# Source document:
--- START ---

- Gondai Location in Uttar Pradesh, India
- Coordinates: 26°58′58″N 78°49′25″E﻿ / ﻿26.98284°N 78.82368°E
- Country: India
- State: Uttar Pradesh
- District: Mainpuri
- Tehsil: Karhal

Area
- • Total: 2.324 km^{2} (0.897 sq mi)

Population (2011)
- • Total: 987
- • Density: 425/km^{2} (1,100/sq mi)
- Time zone: UTC+5:30 (IST)

= Gondai =

Village in Uttar Pradesh, India

Gondai, also spelled Gaundai, is a village in Barnahal block of Mainpuri district, Uttar Pradesh, India. As of 2011, it had a population of 987, in 175 households.

== Demographics ==
As of 2011, Gondai had a population of 987, in 175 households. This population was 53.0% male (523) and 47.0% female (464). The 0-6 age group numbered 185 (99 male and 86 female), or 18.7% of the total population. 437 residents were members of Scheduled Castes, or 44.3% of the total.

The 1981 census recorded Gondai as having a population of 619 people, in 107 households.

The 1961 census recorded Gondai as comprising 1 hamlet, with a total population of 448 people (250 male and 198 female), in 90 households and 70 physical houses. The area of the village was given as 578 acres.

== Infrastructure ==
As of 2011, Gondai did not have any schools or healthcare facilities. Drinking water was provided by hand pump and tube well/borehole; there were no public toilets. The village had a post office and public library, as well as at least some access to electricity for all purposes. Streets were made of both kachcha and pakka materials.

--- END ---

# Dataset records:
--- START ---

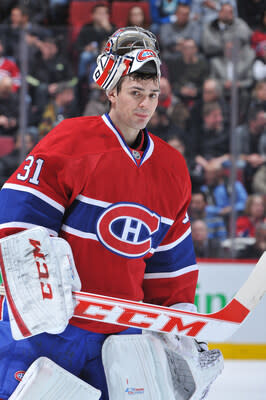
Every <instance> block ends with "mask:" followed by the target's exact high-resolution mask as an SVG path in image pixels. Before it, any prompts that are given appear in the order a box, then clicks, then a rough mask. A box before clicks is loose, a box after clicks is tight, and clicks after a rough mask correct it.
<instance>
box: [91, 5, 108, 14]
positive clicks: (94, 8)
mask: <svg viewBox="0 0 266 400" xmlns="http://www.w3.org/2000/svg"><path fill="white" fill-rule="evenodd" d="M100 7H104V8H107V10H108V12H109V6H108V4H107V3H96V4H95V5H94V6H93V7H92V10H91V13H92V14H93V13H94V12H95V11H96V10H97V8H100Z"/></svg>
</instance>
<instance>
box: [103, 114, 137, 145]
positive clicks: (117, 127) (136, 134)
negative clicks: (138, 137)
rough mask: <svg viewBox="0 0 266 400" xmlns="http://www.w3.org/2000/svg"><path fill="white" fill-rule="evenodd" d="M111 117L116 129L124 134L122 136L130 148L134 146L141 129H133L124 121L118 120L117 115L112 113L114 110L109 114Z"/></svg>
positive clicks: (119, 118)
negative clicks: (139, 132) (125, 123)
mask: <svg viewBox="0 0 266 400" xmlns="http://www.w3.org/2000/svg"><path fill="white" fill-rule="evenodd" d="M109 116H110V118H111V120H112V122H113V124H114V125H115V127H116V128H117V129H118V130H119V132H120V133H121V134H122V136H123V138H124V139H125V141H126V143H127V144H128V146H132V145H133V143H135V141H136V139H137V136H138V134H139V131H140V129H139V128H131V127H129V126H128V125H126V124H125V123H124V122H123V121H121V119H120V118H118V117H117V116H116V114H115V113H113V112H112V110H111V111H110V112H109Z"/></svg>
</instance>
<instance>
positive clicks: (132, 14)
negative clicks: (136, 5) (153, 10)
mask: <svg viewBox="0 0 266 400" xmlns="http://www.w3.org/2000/svg"><path fill="white" fill-rule="evenodd" d="M126 26H140V27H141V28H144V29H147V28H149V24H148V22H147V20H146V16H145V12H144V9H143V8H142V7H141V6H132V7H131V8H130V9H129V11H128V19H127V24H126Z"/></svg>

--- END ---

# Your tasks:
a) According to the Gondai article, how many households did the 1981 census record for the village?
b) Extract the Gondai article word for word from "Village in Uttar" to "it had a population of 987, in 175 households.".
Answer using only the Gondai article.

# Task results:
a) 107 households.

b)
Village in Uttar Pradesh, India

Gondai, also spelled Gaundai, is a village in Barnahal block of Mainpuri district, Uttar Pradesh, India. As of 2011, it had a population of 987, in 175 households.